Data for review START
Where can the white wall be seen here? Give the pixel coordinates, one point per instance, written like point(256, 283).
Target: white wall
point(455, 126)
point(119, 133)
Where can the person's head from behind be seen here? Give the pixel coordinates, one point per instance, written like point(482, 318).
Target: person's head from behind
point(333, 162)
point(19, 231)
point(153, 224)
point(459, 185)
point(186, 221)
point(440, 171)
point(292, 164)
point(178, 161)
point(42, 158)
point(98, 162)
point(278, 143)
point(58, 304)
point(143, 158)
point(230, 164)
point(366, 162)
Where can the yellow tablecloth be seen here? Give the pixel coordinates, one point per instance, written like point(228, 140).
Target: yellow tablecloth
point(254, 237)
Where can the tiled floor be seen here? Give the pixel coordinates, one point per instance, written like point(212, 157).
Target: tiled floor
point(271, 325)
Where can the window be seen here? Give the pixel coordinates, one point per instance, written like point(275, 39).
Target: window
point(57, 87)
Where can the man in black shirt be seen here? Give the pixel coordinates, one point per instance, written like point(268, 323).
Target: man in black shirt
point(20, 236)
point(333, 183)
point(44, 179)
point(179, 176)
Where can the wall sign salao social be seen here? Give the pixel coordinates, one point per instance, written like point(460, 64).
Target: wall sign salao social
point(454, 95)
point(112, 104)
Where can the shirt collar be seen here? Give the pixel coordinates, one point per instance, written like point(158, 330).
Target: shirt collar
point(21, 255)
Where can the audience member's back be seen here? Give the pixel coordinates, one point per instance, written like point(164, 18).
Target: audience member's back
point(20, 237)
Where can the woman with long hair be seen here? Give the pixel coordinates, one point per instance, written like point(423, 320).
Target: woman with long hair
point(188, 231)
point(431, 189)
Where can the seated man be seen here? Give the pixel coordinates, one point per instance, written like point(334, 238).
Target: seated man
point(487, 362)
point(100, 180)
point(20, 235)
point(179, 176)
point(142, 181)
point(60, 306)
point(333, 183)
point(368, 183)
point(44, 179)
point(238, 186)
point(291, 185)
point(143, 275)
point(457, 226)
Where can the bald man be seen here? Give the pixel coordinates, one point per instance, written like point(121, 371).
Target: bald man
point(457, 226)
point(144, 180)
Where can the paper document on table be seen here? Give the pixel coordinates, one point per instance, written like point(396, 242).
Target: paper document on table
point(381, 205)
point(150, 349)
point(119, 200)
Data for review END
Exercise goal —
Write out each entry above exactly as it is written.

Written response —
Where can the white wall be seen here? Give the pixel coordinates, one point per instance, written like point(256, 283).
Target: white wall
point(455, 126)
point(119, 133)
Where can the person's head from behind be seen here? Give the pixel coordinates, one point per instance, written like point(482, 318).
Target: person's head from behind
point(333, 162)
point(19, 231)
point(153, 224)
point(459, 185)
point(186, 221)
point(440, 171)
point(292, 164)
point(178, 161)
point(42, 158)
point(98, 162)
point(278, 143)
point(58, 304)
point(143, 158)
point(230, 164)
point(366, 162)
Where can the yellow tablecloth be seen here? Give the pixel coordinates, one point per instance, written like point(228, 140).
Target: yellow tablecloth
point(254, 237)
Where can the tiled floor be seen here? Give the pixel coordinates, one point per instance, written like point(212, 157).
Target: tiled floor
point(271, 325)
Where can the window be seen here? Give the pixel coordinates, one point per instance, written like point(275, 39).
Target: window
point(57, 87)
Where can the man in black shirt be seen here? Give the pixel coordinates, one point per instance, written like point(268, 323).
Target: man in black shirt
point(20, 236)
point(333, 183)
point(44, 179)
point(179, 176)
Where can the wall sign salao social be seen here? Give the pixel coordinates, one point per instance, written like point(460, 64).
Target: wall sign salao social
point(454, 95)
point(112, 104)
Where can the shirt collar be seen here? Give the pixel coordinates, one point per instance, written like point(158, 330).
Target: shirt collar
point(21, 255)
Where can the audience member's back be seen here? Give the pixel coordinates, one point per instance, written like point(164, 18).
Target: audience member's back
point(20, 237)
Where can the woman with long hair be seen here? Give the pixel coordinates, one point per instance, written like point(423, 320).
Target: woman with long hair
point(188, 231)
point(431, 189)
Where can the seated man be seen here? Give the pixel coordinates, one point per instance, written like point(334, 238).
Target: seated man
point(487, 362)
point(100, 180)
point(20, 235)
point(179, 176)
point(142, 181)
point(60, 306)
point(333, 183)
point(368, 183)
point(44, 179)
point(238, 186)
point(291, 185)
point(143, 275)
point(457, 226)
Where can the bald man be seen here? Give the pixel coordinates, one point per instance, written like point(121, 371).
Target: bald man
point(457, 226)
point(144, 180)
Where can the paper document on table be seen here? Give the pixel coordinates, one point per instance, written like point(396, 242).
Target: paper document on table
point(381, 205)
point(150, 349)
point(119, 200)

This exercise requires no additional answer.